Retype the lines of the listing below, starting at the line that contains "Mark one point on each instance of the black book" and ending at the line that contains "pixel 37 380", with both of those lines included.

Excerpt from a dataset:
★ ★ ★ ★
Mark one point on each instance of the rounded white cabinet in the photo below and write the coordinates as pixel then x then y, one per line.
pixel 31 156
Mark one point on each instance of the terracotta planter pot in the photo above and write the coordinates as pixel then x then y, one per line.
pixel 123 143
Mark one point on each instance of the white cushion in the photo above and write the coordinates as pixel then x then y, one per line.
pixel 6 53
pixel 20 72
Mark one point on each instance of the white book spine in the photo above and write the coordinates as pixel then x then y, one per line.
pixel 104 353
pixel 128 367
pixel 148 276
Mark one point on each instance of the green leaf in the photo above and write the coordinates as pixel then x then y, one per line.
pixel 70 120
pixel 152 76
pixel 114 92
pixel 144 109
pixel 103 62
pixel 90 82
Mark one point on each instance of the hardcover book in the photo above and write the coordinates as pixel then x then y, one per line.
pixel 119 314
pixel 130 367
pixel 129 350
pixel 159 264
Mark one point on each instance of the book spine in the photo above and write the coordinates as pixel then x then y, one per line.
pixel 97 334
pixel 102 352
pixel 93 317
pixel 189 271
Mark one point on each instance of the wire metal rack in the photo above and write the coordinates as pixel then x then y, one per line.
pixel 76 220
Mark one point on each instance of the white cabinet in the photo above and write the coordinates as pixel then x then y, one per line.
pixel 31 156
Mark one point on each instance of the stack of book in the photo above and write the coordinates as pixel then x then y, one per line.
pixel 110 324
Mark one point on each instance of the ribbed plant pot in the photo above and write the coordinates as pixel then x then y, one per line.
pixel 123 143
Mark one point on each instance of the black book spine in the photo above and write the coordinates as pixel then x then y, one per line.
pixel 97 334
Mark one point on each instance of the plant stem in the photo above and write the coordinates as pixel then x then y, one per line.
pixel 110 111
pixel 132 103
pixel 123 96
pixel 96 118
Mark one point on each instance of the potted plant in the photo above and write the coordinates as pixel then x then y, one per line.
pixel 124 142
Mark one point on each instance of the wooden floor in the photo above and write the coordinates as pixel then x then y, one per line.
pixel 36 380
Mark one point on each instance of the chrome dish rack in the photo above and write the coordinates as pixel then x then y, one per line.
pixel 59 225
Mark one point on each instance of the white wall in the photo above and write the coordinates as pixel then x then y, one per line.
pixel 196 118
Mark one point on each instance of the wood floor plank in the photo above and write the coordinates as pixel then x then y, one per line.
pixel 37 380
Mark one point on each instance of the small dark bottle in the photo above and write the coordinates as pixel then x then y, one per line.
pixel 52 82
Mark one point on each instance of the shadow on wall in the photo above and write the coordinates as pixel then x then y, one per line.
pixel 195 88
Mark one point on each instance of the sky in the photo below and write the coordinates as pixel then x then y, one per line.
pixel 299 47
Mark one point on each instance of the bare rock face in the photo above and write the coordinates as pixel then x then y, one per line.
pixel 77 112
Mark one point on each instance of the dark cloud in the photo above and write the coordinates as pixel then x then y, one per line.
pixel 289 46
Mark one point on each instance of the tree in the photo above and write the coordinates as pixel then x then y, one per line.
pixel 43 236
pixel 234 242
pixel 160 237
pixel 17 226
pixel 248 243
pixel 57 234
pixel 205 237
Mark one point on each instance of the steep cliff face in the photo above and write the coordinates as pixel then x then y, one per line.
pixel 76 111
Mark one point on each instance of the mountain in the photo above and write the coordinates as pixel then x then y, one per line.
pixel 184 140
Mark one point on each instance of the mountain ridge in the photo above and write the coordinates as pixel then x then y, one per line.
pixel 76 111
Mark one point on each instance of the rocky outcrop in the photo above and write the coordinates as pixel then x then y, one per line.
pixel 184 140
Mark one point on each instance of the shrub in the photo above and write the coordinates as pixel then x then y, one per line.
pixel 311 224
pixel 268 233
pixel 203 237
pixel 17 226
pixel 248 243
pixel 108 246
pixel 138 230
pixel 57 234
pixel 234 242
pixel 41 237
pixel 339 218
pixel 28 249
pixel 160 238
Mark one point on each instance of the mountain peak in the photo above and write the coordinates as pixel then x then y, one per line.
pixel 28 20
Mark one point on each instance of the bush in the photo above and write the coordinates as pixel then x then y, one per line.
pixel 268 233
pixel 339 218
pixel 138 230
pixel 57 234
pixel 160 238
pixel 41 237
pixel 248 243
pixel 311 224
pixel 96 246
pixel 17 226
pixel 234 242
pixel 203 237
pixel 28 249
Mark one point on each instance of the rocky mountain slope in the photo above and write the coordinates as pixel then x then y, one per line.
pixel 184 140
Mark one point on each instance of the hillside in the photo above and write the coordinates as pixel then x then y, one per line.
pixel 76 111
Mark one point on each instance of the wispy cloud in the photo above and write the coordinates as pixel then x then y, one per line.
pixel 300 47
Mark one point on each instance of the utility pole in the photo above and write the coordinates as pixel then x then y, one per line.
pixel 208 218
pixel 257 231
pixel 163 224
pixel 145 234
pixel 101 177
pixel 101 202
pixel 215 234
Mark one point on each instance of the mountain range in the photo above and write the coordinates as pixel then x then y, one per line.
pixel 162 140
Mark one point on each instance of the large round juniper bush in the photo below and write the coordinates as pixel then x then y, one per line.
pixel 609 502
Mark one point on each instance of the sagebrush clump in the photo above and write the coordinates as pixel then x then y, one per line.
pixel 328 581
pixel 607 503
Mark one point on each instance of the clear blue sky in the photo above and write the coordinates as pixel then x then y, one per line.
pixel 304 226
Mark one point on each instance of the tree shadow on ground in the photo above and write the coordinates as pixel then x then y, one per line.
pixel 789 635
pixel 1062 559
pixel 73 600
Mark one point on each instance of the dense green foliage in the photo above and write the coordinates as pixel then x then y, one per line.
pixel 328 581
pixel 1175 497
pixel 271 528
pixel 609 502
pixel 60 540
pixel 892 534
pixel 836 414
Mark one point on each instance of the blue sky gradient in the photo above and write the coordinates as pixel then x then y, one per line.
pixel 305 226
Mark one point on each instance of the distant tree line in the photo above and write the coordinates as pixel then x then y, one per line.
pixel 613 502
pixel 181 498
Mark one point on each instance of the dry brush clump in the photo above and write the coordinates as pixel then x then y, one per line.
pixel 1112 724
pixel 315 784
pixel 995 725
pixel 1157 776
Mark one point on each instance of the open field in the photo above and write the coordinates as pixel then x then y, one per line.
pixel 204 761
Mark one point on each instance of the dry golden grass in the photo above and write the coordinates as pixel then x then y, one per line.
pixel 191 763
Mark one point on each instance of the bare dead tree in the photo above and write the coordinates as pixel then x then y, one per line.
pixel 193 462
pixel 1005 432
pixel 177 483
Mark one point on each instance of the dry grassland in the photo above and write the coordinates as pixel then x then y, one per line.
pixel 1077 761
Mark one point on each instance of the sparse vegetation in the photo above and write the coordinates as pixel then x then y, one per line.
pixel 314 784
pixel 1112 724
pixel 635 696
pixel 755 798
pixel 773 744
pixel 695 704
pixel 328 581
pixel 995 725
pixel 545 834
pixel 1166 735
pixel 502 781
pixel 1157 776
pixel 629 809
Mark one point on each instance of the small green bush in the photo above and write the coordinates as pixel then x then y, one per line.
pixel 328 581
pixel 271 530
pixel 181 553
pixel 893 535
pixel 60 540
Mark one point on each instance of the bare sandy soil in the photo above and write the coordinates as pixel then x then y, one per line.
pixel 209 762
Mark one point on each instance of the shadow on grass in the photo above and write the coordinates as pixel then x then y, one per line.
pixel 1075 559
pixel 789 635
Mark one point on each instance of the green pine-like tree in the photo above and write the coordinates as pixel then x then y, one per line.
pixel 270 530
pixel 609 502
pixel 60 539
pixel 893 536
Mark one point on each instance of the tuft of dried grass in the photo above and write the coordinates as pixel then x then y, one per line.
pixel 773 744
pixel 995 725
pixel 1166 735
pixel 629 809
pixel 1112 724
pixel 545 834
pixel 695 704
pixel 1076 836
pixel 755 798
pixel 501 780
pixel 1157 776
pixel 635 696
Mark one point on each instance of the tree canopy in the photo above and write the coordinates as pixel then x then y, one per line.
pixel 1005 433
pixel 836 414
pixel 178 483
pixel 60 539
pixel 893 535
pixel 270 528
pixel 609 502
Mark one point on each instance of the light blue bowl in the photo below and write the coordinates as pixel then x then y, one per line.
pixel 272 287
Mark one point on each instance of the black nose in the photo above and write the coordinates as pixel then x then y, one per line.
★ ★ ★ ★
EXERCISE ANSWER |
Mark one point on each instance of the black book spine in the photo above and write the coordinates as pixel then x then y, one per line.
pixel 97 334
Mark one point on each instance of the plant stem in the photo above and write the coordinates as pixel then x then y, one per line.
pixel 110 111
pixel 132 103
pixel 123 96
pixel 96 118
Mark one point on each instance of the potted plant in the photo above and write the coordinates as pixel then x then y, one per line.
pixel 124 142
Mark one point on each instance of the wooden floor in the photo above and write the coordinates as pixel then x then y, one per line.
pixel 36 380
Mark one point on each instance of the chrome dish rack in the photo above and write the coordinates as pixel then x then y, one per line.
pixel 59 225
Mark one point on each instance of the white wall in the photo above and write the coordinates as pixel then x then y, one per line.
pixel 196 118
Mark one point on each instance of the wood floor plank in the photo above and write the coordinates as pixel then x then y, one per line.
pixel 37 380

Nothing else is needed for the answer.